Text segment »
========================================================================
So the probability is defined as a measure, i.e. a map that maps subsets of $\Omega$ into values in $[0,1]$ that satisfies certain axiom we desire.

Naturally people would want to ask "can we find a good map that properly assigns a value to every subset of $\Omega$ that follows the axiom we desire?"

The answer is yes for the finite $\Omega$, but is complicated, and is usually a NO for infinite $\Omega$. (EDIT: to be more precise, yes for finite or countable space, and no for uncountable space).

Since we cannot properly assign values for all subsets of $\Omega$ in lots of cases, we start to ask "what is the collection of subsets that could be properly assigned values to, by our map/measure?". Preferably, we hope such collection to be as big as possible so that we could properly measure as much subsets as possible - usually we end up expanding such collection into a sigma-algebra.
========================================================================
To be done »
- A) Write out the passage on probability measures, starting with "So the probability" and going on through "for uncountable space).".
- B) In the passage on probability measures, what is the collection of subsets that can be assigned values usually expanded into?
========================================================================
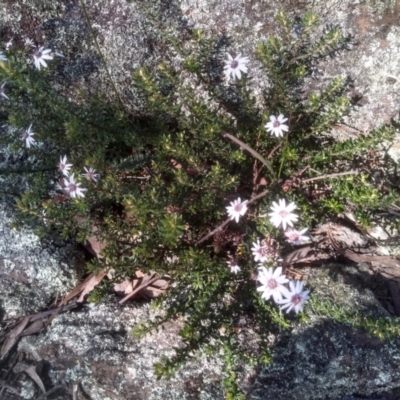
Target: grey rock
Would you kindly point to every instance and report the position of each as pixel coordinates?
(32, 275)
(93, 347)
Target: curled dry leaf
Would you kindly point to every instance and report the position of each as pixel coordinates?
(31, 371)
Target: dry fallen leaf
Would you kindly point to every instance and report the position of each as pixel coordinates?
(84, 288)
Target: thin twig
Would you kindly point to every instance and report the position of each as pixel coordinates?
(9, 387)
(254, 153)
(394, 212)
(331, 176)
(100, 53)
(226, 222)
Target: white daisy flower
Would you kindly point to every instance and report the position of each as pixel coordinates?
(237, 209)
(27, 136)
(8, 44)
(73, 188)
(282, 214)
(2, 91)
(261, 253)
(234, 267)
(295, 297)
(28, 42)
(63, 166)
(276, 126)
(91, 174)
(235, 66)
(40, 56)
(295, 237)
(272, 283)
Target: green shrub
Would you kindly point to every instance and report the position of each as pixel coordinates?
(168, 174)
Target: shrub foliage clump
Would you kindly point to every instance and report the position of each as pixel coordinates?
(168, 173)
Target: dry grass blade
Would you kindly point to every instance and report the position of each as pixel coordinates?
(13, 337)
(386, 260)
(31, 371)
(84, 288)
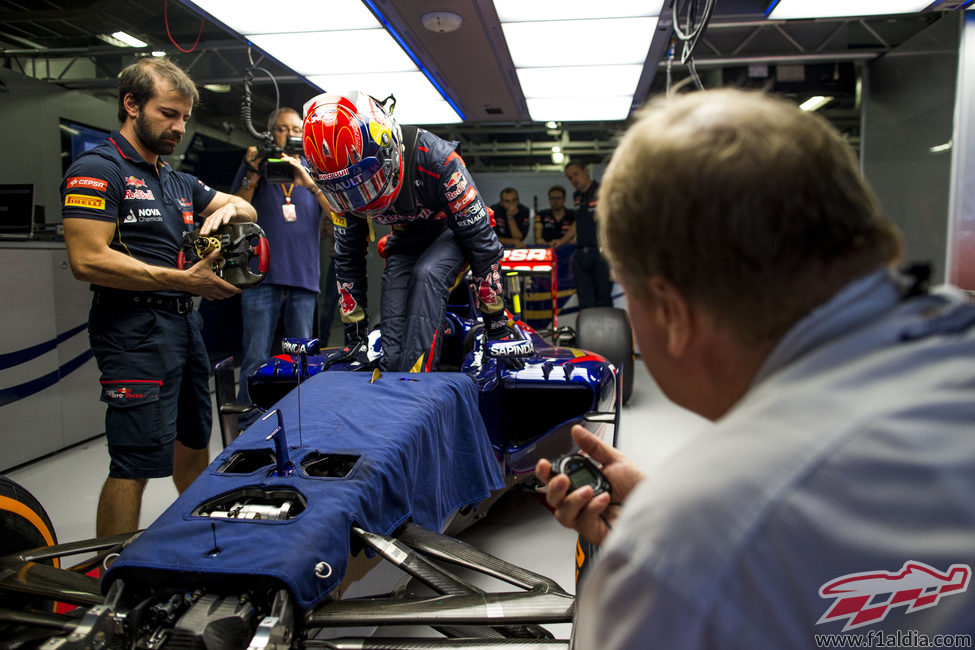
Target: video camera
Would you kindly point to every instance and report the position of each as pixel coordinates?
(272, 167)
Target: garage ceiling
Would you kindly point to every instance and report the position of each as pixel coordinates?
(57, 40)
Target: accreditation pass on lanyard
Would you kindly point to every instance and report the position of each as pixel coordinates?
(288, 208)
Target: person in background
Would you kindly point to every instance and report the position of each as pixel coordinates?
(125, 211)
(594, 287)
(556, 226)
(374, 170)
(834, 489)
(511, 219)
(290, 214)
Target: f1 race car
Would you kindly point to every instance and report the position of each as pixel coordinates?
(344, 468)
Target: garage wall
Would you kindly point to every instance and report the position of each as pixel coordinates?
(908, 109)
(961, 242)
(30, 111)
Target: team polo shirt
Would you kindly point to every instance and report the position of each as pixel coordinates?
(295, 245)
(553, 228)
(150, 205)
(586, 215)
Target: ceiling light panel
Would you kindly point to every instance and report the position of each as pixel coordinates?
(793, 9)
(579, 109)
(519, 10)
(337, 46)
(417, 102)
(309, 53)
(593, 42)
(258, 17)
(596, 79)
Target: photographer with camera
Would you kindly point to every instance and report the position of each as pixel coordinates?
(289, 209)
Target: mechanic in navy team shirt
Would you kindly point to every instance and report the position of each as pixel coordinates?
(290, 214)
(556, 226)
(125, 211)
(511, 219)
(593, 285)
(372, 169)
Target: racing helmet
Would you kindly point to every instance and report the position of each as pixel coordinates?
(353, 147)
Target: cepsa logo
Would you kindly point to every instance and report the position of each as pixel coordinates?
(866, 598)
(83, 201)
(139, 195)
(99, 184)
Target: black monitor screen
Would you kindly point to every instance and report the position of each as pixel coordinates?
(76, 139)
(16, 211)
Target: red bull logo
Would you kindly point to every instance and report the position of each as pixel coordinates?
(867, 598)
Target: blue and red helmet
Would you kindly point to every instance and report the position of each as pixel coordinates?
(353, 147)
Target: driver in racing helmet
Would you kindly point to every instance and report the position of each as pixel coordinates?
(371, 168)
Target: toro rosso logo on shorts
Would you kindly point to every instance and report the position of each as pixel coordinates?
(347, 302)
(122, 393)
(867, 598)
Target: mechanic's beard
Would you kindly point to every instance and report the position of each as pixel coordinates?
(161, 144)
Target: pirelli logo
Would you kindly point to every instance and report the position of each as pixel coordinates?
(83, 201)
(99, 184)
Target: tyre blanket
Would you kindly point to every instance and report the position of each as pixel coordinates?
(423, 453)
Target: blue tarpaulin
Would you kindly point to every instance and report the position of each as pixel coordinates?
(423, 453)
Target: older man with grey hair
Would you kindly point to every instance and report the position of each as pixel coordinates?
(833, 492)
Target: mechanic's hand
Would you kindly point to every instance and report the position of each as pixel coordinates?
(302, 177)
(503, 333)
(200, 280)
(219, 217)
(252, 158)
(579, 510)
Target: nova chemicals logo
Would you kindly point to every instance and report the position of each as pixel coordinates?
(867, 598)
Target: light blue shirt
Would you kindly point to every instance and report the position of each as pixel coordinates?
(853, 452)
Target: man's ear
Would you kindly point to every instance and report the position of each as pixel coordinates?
========================================================================
Per-task outputs »
- A)
So the probability is defined as a measure, i.e. a map that maps subsets of $\Omega$ into values in $[0,1]$ that satisfies certain axiom we desire.

Naturally people would want to ask "can we find a good map that properly assigns a value to every subset of $\Omega$ that follows the axiom we desire?"

The answer is yes for the finite $\Omega$, but is complicated, and is usually a NO for infinite $\Omega$. (EDIT: to be more precise, yes for finite or countable space, and no for uncountable space).

- B) A sigma-algebra.